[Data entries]
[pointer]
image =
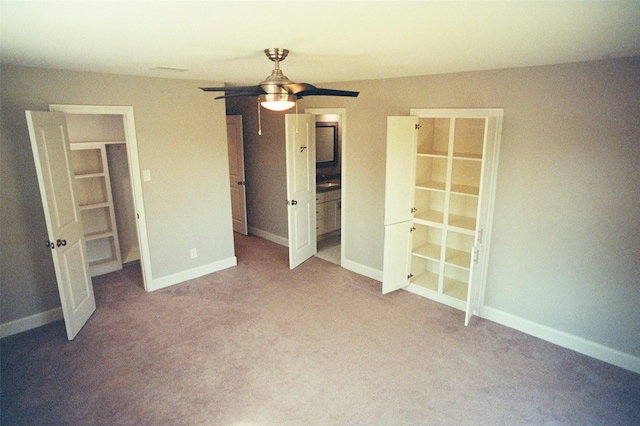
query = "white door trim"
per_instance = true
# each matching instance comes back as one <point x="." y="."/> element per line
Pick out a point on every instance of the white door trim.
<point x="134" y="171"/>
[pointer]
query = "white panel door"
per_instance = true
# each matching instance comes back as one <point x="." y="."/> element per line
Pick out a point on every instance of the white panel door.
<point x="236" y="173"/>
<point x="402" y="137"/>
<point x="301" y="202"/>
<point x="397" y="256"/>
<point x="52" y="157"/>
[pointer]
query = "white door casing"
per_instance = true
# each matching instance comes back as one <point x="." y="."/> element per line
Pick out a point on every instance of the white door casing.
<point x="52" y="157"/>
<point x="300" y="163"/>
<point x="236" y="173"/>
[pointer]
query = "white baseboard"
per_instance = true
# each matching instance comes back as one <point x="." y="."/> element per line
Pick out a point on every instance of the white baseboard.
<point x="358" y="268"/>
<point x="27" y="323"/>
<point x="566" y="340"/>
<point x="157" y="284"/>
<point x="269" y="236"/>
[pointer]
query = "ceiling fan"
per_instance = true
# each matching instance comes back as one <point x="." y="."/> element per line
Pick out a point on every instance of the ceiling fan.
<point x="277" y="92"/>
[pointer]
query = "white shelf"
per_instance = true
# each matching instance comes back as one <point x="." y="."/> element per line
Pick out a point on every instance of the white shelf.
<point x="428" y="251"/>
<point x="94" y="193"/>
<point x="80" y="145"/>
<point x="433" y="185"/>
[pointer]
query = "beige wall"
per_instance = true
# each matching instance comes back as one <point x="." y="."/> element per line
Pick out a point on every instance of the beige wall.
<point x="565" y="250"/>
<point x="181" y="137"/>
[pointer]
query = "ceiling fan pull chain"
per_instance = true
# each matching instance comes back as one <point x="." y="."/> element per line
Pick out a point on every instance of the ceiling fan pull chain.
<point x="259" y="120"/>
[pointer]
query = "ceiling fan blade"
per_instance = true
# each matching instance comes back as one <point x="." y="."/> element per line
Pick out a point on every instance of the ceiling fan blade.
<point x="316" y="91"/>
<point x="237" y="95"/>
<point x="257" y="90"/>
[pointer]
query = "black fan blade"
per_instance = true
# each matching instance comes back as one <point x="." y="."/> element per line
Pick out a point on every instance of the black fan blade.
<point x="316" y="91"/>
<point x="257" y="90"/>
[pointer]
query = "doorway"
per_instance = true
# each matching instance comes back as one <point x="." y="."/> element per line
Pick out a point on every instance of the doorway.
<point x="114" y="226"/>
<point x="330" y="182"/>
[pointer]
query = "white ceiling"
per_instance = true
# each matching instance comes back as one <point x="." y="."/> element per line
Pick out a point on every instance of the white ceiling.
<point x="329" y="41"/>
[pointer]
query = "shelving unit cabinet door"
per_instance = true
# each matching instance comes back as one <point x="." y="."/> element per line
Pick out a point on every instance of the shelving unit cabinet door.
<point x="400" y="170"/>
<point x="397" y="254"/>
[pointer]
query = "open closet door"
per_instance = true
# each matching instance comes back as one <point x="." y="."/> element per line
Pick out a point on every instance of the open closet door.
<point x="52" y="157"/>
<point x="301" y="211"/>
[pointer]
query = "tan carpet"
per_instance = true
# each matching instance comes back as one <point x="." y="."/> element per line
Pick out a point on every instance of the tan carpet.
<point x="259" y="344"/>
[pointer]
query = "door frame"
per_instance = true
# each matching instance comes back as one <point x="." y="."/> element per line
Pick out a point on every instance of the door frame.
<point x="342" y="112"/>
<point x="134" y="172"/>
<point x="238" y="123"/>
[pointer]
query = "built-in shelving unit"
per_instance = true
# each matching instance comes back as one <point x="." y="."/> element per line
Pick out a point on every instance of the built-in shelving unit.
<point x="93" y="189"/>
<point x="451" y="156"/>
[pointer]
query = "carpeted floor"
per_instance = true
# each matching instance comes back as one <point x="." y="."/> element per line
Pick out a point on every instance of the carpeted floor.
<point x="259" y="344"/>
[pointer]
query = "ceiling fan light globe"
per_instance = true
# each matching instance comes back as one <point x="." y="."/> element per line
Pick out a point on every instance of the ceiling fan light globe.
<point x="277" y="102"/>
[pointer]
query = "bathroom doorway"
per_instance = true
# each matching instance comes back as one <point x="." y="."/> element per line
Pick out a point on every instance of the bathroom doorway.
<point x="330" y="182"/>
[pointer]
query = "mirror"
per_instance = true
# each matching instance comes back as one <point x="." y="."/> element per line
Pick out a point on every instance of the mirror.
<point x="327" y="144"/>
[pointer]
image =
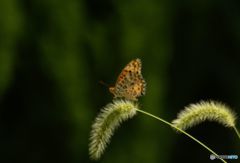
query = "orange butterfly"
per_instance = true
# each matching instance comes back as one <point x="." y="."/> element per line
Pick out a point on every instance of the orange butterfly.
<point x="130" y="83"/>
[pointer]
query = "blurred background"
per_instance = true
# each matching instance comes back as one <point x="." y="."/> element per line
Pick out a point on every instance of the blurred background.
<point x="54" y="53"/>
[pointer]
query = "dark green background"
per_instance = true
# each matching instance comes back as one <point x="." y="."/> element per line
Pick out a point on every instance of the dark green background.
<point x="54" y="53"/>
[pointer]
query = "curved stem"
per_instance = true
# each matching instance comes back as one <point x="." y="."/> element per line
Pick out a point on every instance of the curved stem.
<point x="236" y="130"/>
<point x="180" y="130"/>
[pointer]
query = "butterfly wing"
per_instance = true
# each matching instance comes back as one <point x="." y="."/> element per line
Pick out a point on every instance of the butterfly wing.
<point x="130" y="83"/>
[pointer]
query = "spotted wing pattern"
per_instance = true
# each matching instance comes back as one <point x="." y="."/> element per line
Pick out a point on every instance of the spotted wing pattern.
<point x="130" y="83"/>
--
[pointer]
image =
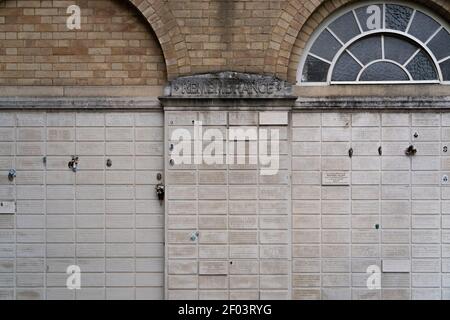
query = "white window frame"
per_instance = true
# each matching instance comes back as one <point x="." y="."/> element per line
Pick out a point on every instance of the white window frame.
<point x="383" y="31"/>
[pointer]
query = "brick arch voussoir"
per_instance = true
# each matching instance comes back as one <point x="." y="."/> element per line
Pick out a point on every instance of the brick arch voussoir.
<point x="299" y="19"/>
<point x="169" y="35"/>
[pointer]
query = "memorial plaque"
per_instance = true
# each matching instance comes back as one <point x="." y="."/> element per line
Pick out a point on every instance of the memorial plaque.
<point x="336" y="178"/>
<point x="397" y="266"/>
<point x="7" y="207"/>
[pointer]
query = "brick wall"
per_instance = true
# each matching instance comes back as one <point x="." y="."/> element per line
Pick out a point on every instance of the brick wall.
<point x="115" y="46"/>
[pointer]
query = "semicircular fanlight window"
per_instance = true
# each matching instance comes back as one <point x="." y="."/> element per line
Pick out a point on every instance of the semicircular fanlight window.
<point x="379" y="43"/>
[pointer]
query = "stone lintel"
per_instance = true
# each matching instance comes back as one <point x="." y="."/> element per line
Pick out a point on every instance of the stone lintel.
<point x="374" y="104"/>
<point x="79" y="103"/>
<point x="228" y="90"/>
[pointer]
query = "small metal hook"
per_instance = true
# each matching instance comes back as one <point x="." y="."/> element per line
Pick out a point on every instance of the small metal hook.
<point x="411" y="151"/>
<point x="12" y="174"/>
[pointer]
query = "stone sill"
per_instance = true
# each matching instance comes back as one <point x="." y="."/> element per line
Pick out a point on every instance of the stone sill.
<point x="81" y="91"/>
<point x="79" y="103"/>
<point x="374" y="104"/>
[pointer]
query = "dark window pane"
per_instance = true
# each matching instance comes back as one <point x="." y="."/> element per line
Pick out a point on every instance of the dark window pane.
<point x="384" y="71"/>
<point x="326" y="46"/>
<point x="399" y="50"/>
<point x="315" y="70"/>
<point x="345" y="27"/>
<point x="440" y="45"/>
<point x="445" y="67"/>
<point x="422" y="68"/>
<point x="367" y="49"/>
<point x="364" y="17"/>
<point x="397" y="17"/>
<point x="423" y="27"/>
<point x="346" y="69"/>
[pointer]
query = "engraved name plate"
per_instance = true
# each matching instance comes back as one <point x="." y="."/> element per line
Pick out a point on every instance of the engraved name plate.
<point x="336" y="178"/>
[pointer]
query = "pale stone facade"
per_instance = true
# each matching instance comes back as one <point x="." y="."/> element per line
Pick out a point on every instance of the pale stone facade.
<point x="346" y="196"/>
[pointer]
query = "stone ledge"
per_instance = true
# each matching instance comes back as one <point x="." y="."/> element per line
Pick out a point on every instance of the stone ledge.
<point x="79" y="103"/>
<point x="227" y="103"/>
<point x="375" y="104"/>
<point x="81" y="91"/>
---
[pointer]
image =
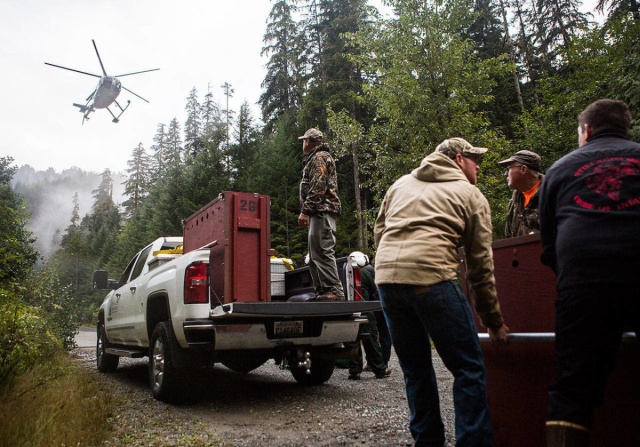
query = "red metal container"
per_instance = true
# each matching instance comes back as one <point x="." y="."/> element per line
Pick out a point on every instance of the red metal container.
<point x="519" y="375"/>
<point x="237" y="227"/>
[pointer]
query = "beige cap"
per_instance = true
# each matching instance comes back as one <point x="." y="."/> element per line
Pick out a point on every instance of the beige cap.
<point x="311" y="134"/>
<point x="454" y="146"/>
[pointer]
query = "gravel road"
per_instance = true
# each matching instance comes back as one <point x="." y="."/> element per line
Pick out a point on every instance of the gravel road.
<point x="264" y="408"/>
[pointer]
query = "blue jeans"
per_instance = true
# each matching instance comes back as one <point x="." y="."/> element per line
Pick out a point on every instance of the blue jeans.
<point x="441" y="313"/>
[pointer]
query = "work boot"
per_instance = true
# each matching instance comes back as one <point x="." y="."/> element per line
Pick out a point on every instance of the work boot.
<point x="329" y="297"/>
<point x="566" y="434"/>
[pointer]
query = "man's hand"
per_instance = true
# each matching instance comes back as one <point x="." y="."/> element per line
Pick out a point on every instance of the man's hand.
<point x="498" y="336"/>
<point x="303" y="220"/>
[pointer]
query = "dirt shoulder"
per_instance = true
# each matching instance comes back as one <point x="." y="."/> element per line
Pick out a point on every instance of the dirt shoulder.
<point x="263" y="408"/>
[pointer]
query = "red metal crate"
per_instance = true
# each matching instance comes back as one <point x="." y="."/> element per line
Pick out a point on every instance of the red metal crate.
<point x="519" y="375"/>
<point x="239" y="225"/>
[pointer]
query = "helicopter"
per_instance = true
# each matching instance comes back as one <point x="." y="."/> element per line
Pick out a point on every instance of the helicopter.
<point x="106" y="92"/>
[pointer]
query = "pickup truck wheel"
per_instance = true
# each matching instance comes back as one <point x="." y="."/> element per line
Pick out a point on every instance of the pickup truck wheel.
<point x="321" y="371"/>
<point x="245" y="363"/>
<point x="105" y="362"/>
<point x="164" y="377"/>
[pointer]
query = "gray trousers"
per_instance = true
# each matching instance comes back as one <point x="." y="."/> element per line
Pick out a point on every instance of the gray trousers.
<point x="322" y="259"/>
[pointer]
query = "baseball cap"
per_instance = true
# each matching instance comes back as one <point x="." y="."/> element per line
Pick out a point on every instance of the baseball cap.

- _What you should do_
Identify every line in the records above that contains the word "frame", and copy each of those lines.

- _Problem solution_
query = "door frame"
Pick out a point on every instance of the door frame.
query = "white window frame"
Pick out a point on every instance of the white window frame.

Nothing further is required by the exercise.